CHALLENGE:
Continue the patent passage on rare-earth oxide particles dispersed in iron-based alloys, starting right after its final sentence.

[begin DOCUMENT PASSAGE]

A method includes mixing an oxide of a rare-earth metal with a first metal and a second metal. The first metal comprises iron, and the second metal comprises at least one metal selected from the group consisting of tantalum, niobium, vanadium, and titanium.

In some embodiments, a method includes mixing a plurality of particles comprising at least one oxide of a rare-earth metal with a molten metal comprising iron. Each particle of the plurality may exhibit a density between about 6.9 g/cm3 and about 9.0 g/cm3.

In some embodiments, a composition includes a metal alloy matrix comprising iron and a plurality of nanoparticles dispersed within the metal alloy matrix. The composition exhibits a stress rupture life of at least 50,000 hours at an applied stress of 100 MPa (megapascals) and a temperature of at least 650° C.

BRIEF DESCRIPTION OF THE DRAWINGS

While the specification concludes with claims particularly pointing out and distinctly claiming what are regarded as embodiments of the present disclosure, various features and advantages of embodiments of the disclosure may be more readily ascertained from the following description of example embodiments of the disclosure when read in conjunction with the accompanying drawings, in which:

FIGS. 1 through 4 are simplified diagrams illustrating how microstructures of compositions according to the present disclosure may appear under magnification.

DETAILED DESCRIPTION

The illustrations presented herein are not actual views of any particular composition or microstructure, but are merely idealized representations that are employed to describe example embodiments of the present disclosure. Additionally, components common between figures may retain the same numerical designation.

Compositions disclosed herein include a metal alloy matrix having dispersed particles including an oxide of a rare-earth metal. The metal alloy matrix may include iron or an iron-containing alloy, such as any of various grades of steel. The particles may optionally include one or more other materials, such a metal having a low solubility in the metal alloy matrix. The particles may be formulated to have a density approximately the same as the density of the metal alloy matrix, such that the particles may remain dispersed in the metal alloy matrix even when the metal alloy matrix is in a liquid state.

[end DOCUMENT PASSAGE]
[begin MATERIAL SUPPLIED]

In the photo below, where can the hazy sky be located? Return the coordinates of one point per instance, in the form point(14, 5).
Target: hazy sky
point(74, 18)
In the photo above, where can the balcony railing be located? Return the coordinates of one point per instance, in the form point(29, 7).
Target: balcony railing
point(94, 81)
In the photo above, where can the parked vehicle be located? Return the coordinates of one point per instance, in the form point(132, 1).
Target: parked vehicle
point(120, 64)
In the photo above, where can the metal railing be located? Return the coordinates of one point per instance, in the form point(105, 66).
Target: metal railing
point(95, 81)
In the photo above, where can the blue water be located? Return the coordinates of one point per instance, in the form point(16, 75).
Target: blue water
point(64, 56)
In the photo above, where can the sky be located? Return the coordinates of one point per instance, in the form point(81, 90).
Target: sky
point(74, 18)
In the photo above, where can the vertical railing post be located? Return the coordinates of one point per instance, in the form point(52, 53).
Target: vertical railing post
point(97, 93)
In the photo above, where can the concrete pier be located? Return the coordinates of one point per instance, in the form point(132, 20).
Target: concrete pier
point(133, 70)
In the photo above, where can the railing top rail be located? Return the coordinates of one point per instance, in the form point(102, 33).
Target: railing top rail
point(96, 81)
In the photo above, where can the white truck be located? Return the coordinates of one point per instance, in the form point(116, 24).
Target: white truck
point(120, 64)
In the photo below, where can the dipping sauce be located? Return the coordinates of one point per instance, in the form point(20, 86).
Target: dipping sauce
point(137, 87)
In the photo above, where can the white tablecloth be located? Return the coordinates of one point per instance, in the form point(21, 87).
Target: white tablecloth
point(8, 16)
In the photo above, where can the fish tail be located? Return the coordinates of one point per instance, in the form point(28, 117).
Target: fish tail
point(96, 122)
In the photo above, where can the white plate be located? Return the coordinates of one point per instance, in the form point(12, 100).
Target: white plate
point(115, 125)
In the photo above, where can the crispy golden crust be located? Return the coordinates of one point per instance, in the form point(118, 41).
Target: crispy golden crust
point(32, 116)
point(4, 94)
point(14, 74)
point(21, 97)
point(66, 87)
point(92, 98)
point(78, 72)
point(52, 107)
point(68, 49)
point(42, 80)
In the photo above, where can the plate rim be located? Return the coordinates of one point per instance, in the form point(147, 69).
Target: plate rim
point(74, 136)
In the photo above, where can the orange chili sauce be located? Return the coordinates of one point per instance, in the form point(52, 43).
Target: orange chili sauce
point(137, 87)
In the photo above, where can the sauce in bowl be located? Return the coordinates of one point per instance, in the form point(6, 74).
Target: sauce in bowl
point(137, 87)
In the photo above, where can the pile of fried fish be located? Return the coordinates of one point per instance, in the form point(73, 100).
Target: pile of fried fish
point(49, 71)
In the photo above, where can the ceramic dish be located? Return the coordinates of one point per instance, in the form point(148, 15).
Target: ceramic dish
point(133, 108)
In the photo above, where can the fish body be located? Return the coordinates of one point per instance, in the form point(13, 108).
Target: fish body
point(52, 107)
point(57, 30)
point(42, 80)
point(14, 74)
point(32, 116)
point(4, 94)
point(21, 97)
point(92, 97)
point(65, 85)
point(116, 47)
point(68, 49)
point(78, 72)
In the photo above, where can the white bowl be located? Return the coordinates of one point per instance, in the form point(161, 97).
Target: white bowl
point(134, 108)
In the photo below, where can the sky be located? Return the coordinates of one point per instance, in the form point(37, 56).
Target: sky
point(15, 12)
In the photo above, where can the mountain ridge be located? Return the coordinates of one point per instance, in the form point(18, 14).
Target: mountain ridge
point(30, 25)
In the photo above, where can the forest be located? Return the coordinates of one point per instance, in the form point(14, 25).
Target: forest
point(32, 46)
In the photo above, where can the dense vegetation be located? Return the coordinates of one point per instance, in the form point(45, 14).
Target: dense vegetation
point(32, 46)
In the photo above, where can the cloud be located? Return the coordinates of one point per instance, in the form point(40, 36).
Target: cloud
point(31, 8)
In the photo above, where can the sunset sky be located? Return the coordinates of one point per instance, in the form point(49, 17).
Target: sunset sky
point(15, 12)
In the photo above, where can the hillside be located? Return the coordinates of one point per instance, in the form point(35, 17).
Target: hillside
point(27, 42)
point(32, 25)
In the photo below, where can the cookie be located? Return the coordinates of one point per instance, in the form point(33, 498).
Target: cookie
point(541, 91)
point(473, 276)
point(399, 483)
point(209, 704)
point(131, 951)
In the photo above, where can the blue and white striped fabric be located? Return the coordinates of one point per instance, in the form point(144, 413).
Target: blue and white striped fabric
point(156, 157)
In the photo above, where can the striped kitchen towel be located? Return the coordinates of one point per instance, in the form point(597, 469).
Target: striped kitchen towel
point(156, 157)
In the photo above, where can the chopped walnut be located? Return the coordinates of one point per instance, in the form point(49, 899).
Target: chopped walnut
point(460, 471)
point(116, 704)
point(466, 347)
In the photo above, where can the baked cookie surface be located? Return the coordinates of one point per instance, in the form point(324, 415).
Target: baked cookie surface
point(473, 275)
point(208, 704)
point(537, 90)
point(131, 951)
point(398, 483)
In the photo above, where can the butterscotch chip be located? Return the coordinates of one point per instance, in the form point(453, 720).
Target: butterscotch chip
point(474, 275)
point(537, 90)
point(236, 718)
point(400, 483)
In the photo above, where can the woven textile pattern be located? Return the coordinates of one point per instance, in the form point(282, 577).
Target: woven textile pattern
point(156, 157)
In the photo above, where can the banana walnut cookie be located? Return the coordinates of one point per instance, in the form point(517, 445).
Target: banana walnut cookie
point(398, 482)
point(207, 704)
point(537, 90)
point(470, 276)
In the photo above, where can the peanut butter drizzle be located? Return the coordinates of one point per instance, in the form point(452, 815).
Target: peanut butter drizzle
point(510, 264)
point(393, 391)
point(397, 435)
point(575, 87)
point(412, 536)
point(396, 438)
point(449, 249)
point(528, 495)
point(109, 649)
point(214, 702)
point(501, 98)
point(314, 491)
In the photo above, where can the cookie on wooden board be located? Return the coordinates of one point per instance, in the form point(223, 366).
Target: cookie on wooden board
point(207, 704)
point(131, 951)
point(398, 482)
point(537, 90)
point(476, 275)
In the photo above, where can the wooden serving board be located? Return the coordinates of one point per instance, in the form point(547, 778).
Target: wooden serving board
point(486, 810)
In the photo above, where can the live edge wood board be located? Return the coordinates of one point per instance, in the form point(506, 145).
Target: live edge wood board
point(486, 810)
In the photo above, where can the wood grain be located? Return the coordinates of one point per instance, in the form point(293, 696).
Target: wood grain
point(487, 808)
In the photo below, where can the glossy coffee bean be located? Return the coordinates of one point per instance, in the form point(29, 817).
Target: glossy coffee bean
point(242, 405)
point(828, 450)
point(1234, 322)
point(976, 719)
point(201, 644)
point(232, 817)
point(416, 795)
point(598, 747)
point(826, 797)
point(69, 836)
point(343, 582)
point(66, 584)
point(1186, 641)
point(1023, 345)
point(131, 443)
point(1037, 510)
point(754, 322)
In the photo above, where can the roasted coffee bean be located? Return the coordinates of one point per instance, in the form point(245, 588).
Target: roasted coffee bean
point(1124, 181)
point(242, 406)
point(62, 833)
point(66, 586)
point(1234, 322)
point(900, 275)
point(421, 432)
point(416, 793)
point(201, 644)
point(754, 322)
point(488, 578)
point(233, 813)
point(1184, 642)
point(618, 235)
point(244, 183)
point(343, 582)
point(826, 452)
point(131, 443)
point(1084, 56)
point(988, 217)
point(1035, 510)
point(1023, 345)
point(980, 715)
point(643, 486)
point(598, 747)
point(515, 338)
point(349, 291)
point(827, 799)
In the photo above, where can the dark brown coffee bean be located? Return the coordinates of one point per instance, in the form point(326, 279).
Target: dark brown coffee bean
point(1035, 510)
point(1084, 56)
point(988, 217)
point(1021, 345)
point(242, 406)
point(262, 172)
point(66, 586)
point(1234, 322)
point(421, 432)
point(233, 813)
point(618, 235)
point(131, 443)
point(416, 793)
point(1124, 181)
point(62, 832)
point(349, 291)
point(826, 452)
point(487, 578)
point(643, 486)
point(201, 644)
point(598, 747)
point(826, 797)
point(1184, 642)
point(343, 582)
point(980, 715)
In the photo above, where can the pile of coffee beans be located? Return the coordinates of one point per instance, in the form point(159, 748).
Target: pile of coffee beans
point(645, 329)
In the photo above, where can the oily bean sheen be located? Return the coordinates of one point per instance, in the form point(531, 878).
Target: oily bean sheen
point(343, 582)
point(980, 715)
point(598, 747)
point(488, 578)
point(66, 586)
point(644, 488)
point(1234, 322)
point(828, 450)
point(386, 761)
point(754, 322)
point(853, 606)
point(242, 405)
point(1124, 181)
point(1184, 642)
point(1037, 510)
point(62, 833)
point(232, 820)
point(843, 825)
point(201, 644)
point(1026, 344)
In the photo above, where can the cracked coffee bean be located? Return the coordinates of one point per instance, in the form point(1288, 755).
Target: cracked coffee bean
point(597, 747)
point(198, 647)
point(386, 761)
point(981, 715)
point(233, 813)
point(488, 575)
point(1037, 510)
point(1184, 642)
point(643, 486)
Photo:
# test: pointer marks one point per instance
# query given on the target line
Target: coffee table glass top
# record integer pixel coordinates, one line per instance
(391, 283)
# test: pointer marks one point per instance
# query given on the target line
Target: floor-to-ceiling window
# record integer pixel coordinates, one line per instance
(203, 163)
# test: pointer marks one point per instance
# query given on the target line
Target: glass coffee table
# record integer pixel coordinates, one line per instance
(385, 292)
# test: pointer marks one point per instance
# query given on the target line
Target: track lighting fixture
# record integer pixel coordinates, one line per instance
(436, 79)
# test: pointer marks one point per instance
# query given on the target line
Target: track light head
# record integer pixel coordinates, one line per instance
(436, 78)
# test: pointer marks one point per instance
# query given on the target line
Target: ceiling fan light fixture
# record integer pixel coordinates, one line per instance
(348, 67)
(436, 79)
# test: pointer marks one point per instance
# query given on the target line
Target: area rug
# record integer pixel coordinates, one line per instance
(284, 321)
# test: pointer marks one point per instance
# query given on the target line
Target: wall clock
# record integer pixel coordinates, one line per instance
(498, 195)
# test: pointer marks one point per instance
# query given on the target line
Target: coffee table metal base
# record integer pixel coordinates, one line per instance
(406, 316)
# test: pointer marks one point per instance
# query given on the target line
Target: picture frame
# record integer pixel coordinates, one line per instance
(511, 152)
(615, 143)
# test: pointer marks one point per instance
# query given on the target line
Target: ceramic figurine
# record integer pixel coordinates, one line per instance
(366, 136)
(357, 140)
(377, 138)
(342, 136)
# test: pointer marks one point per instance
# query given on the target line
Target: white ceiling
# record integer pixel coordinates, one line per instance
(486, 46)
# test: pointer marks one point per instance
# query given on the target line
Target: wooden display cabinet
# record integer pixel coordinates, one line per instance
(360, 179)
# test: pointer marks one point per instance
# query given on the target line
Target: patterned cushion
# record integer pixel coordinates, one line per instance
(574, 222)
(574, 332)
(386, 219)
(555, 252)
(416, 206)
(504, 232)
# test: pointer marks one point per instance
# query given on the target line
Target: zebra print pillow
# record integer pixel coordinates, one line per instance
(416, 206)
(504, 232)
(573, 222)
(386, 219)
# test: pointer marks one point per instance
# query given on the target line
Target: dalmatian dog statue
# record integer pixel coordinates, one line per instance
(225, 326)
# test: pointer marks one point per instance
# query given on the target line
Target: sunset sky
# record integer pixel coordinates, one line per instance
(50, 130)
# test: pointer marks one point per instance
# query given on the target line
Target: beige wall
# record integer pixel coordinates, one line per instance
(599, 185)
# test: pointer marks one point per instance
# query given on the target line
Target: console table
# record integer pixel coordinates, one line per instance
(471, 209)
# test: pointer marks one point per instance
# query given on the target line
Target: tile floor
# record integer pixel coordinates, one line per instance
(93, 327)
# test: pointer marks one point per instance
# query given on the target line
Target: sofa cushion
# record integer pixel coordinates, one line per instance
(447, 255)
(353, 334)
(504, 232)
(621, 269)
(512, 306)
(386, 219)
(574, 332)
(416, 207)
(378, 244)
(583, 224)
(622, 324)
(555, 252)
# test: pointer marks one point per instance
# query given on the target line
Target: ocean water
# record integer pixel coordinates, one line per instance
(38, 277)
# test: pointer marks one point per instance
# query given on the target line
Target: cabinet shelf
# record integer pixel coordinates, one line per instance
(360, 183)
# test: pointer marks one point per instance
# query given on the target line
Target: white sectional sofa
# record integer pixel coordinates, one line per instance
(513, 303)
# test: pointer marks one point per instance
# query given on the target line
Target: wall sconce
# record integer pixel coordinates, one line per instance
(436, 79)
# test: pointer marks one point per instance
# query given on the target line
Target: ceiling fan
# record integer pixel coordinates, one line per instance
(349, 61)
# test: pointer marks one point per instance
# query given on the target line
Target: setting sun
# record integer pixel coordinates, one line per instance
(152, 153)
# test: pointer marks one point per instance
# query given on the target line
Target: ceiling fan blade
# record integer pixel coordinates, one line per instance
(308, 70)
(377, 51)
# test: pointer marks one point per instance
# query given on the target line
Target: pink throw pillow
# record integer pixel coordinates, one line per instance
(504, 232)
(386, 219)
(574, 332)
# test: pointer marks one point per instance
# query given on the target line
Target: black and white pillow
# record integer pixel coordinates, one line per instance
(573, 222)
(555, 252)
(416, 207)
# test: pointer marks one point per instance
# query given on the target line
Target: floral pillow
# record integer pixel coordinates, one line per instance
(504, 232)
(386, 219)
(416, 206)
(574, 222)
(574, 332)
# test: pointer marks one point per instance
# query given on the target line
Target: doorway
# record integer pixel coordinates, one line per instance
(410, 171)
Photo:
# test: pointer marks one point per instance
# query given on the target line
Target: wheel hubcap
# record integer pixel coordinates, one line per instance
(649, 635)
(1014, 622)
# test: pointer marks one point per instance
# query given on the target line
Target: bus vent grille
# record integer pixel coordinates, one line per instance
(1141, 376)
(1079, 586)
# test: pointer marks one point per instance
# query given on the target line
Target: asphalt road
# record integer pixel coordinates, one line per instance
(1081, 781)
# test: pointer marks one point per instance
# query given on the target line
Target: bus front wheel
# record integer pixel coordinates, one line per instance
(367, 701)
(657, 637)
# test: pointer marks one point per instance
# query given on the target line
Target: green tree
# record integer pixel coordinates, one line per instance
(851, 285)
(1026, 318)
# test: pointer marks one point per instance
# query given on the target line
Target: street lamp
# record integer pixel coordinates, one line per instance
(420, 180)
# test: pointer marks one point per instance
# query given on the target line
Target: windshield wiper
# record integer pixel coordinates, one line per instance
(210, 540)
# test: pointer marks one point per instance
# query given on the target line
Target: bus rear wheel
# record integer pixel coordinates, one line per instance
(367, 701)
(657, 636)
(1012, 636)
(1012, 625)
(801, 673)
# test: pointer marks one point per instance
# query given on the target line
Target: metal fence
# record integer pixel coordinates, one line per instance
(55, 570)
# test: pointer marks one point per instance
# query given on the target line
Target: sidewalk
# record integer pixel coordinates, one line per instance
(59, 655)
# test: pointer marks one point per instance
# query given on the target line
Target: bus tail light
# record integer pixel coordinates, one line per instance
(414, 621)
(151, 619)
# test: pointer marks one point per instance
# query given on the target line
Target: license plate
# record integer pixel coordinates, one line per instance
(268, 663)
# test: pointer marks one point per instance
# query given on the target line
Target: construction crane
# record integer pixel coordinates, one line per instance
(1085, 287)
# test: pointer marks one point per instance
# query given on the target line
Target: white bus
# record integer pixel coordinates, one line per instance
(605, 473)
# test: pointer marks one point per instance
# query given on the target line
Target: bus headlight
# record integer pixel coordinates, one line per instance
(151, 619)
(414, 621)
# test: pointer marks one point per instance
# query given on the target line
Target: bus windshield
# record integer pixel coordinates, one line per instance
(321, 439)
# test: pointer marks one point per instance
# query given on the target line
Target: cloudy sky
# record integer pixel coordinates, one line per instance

[end MATERIAL SUPPLIED]

RESULT OF THE TASK:
FIG. 1 is a simplified diagram illustrating how a microstructure of a composition 100 may appear under magnification. The composition 100 may include a metal alloy 102 and particles 104. The metal alloy 102 forms a continuous matrix surrounding or encapsulating the particles 104. The metal alloy 102 may include iron and any other selected elements, such as carbon, nickel, chromium, molybdenum, manganese, silicon, cobalt, zinc, copper, tungsten, vanadium, or aluminum. As known in the art, various elements in various concentrations may alter properties of the metal alloy 102. For example, elements may improve strength, toughness, elasticity, or any other property of the metal alloy 102.

The particles 104 may include nano-sized particles (i.e., particles having a characteristic dimension, such as a mean diameter, of less than 1 μm). For example, in some embodiments, the particles 104 may have a characteristic dimension of less than about 100 nm, less than about 50 nm, less than about 20 nm, or even less than about 10 nm.

The particles 104 may include a rare-earth oxide 106 (i.e., an oxide of a rare-earth metal), such as an oxide of scandium, yttrium, lanthanum, cerium, praseodymium, neodymium, promethium, samarium, europium, gadolinium, terbium, dysprosium, holmium, erbium, thulium, ytterbium, lutetium, or any combination or mixture of such oxides. For example, the rare-earth oxide 106 may include Y2O3, La2O3, Pr2O3, and/or Nd2O3. The particles 104 may include one or more distinct phases, and may define a phase boundary between the particles 104 and the metal alloy 102.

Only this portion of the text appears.